→ **Stated problem**:
Collect each line of the entries below that contains the word "form". Case matters.

→ **Extracted records**:
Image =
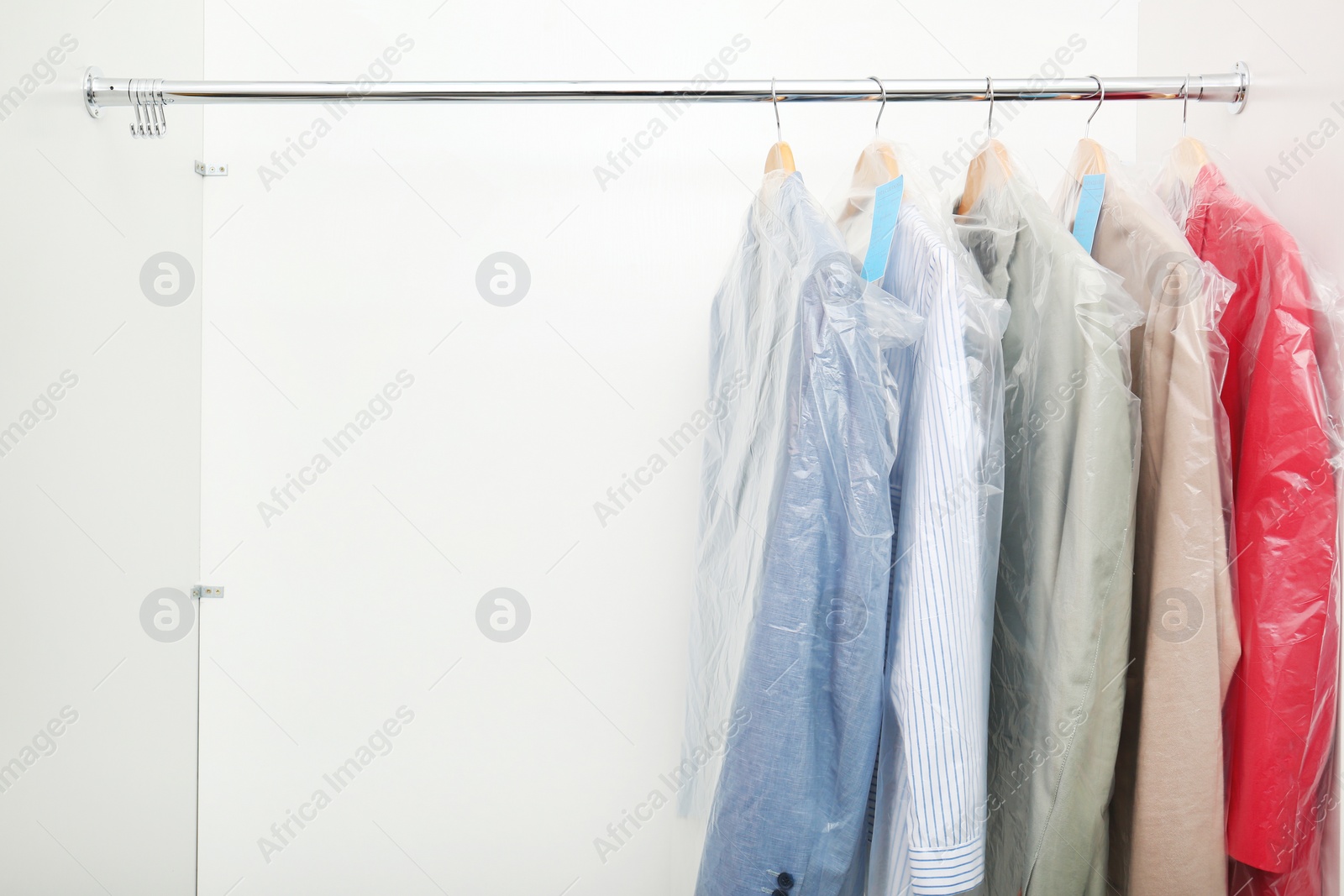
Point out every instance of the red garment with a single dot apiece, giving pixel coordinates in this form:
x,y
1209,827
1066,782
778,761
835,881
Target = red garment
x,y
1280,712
---
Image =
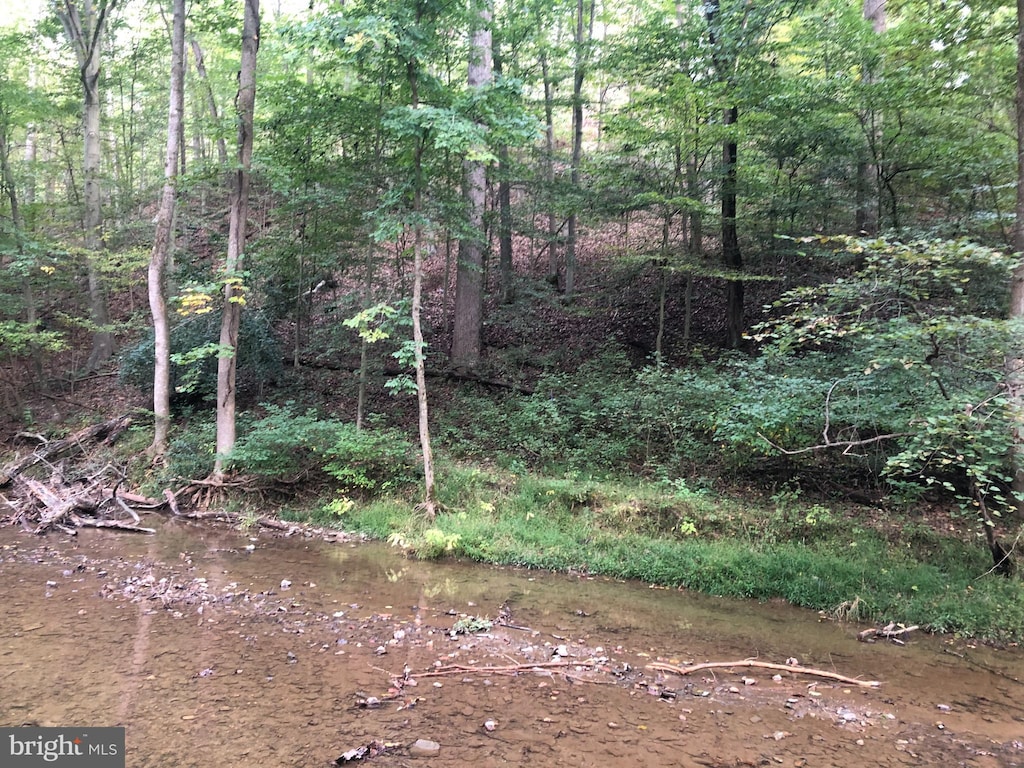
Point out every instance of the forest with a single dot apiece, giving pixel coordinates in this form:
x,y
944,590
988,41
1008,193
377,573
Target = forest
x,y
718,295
* * *
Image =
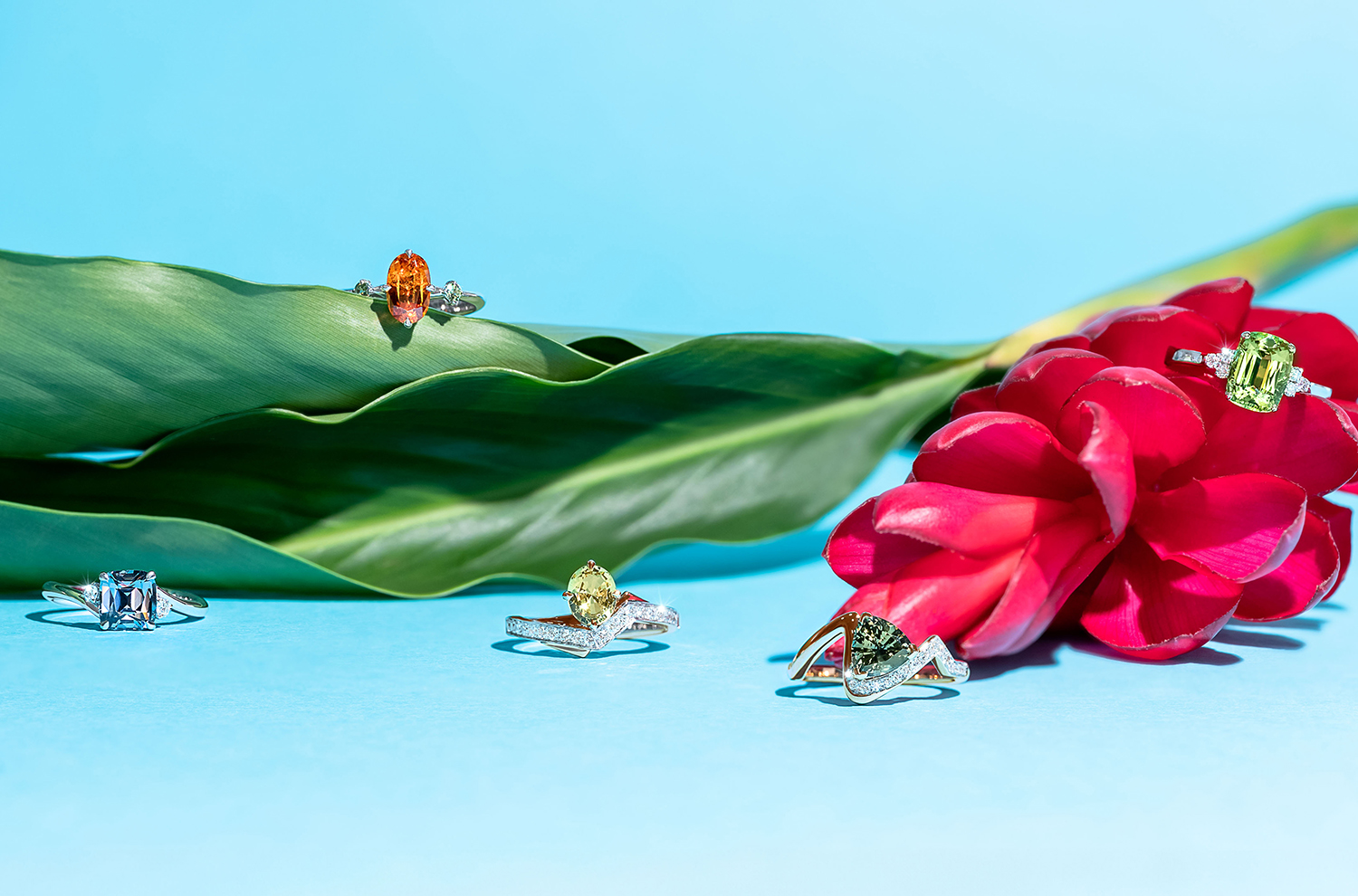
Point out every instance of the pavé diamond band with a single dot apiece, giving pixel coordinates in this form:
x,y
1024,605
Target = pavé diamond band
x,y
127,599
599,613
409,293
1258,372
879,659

→ **Output**:
Point out every instance of the red garment with a single dot apiece, giving pixel coordinates in this form:
Point out every instance of the forest with a single dot apiece, giving pixel coordinates in this form:
Point out every instance of the pavé diamond band with a single dot apiece, giving pixel coordinates in this form:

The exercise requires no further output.